_LESETEXT_.
··········
Berühmt wurde Paulinenaue in aller
Welt durch einen spektakulären Rekord:
Am 11. Mai 1936 fuhr ein Zug mit der Dampflok
05002 zwischen Vietznitz und Paulinenaue
200,4 km/h. In 24 Stunden verkehrten 190
Züge auf der Strecke, darunter auch
der "Fliegende Hamburger". Verdienstvoll
für den wirtschaftliche Aufschwung
war das Wirken der Familie Werner, die
aus Werder kam und 1901 den Obst-, Erdbeer-
und Spargel-anbau einführte. Max
Schmeling kam in den 30er Jahren gern
nach Paulinenaue zum Tontaubenschießen.
··········
_ENTNOMMENE ANGABEN_.
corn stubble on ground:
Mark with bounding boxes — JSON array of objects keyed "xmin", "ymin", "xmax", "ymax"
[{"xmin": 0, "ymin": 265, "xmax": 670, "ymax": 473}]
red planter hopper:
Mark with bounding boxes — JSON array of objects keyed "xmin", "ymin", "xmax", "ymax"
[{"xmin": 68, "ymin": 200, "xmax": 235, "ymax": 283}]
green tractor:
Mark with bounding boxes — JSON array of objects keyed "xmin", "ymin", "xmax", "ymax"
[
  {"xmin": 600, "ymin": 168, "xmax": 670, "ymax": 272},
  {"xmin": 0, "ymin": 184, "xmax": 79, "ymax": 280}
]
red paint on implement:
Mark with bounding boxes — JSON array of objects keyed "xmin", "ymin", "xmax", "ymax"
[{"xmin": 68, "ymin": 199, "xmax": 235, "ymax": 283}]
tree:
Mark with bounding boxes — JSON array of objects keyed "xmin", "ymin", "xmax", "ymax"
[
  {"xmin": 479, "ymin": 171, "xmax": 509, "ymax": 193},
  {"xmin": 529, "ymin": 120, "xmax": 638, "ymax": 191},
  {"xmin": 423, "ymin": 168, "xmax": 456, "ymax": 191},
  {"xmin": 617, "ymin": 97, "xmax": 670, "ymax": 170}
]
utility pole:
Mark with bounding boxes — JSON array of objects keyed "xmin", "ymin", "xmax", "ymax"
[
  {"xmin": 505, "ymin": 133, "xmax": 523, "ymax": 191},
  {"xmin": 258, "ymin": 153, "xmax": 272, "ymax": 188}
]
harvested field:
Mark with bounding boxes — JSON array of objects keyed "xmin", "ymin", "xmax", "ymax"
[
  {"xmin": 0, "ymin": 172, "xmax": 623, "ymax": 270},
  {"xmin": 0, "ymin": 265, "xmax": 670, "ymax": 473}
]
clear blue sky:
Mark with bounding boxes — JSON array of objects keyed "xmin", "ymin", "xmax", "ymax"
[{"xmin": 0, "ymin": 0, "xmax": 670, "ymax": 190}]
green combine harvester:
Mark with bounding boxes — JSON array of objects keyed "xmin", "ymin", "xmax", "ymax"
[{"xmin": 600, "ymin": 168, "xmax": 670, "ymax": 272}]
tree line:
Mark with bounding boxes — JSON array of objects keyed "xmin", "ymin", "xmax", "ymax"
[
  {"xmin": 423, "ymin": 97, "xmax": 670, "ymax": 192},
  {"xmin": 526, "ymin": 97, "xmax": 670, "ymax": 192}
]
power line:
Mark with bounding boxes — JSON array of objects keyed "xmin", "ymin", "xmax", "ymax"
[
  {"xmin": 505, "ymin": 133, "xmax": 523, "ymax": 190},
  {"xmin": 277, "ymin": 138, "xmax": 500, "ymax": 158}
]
··········
_AUFGABENSTELLUNG_.
(1) Gib aus dem Text über Paulinenaue den Abschnitt von „Berühmt wurde Paulinenaue“ bis „Paulinenaue zum Tontaubenschießen.“ wortgetreu wieder.
(2) Beantworte anhand des Textes über Paulinenaue:
(a) Welche Geschwindigkeit erreichte der Zug mit der Dampflok 05002 am 11. Mai 1936?
(b) In welchem Jahr führte die Familie Werner den Obst-, Erdbeer- und Spargelanbau ein?
(c) Weshalb kam Max Schmeling in den 30er Jahren gern nach Paulinenaue?
Stütze dich ausschließlich auf den Text über Paulinenaue, nicht auf das Material.

_LÖSUNGEN NACHEINANDER_.
(1)
Berühmt wurde Paulinenaue in aller
Welt durch einen spektakulären Rekord:
Am 11. Mai 1936 fuhr ein Zug mit der Dampflok
05002 zwischen Vietznitz und Paulinenaue
200,4 km/h. In 24 Stunden verkehrten 190
Züge auf der Strecke, darunter auch
der "Fliegende Hamburger". Verdienstvoll
für den wirtschaftliche Aufschwung
war das Wirken der Familie Werner, die
aus Werder kam und 1901 den Obst-, Erdbeer-
und Spargel-anbau einführte. Max
Schmeling kam in den 30er Jahren gern
nach Paulinenaue zum Tontaubenschießen.

(2)
(a) 200,4 km/h
(b) 1901
(c) Zum Tontaubenschießen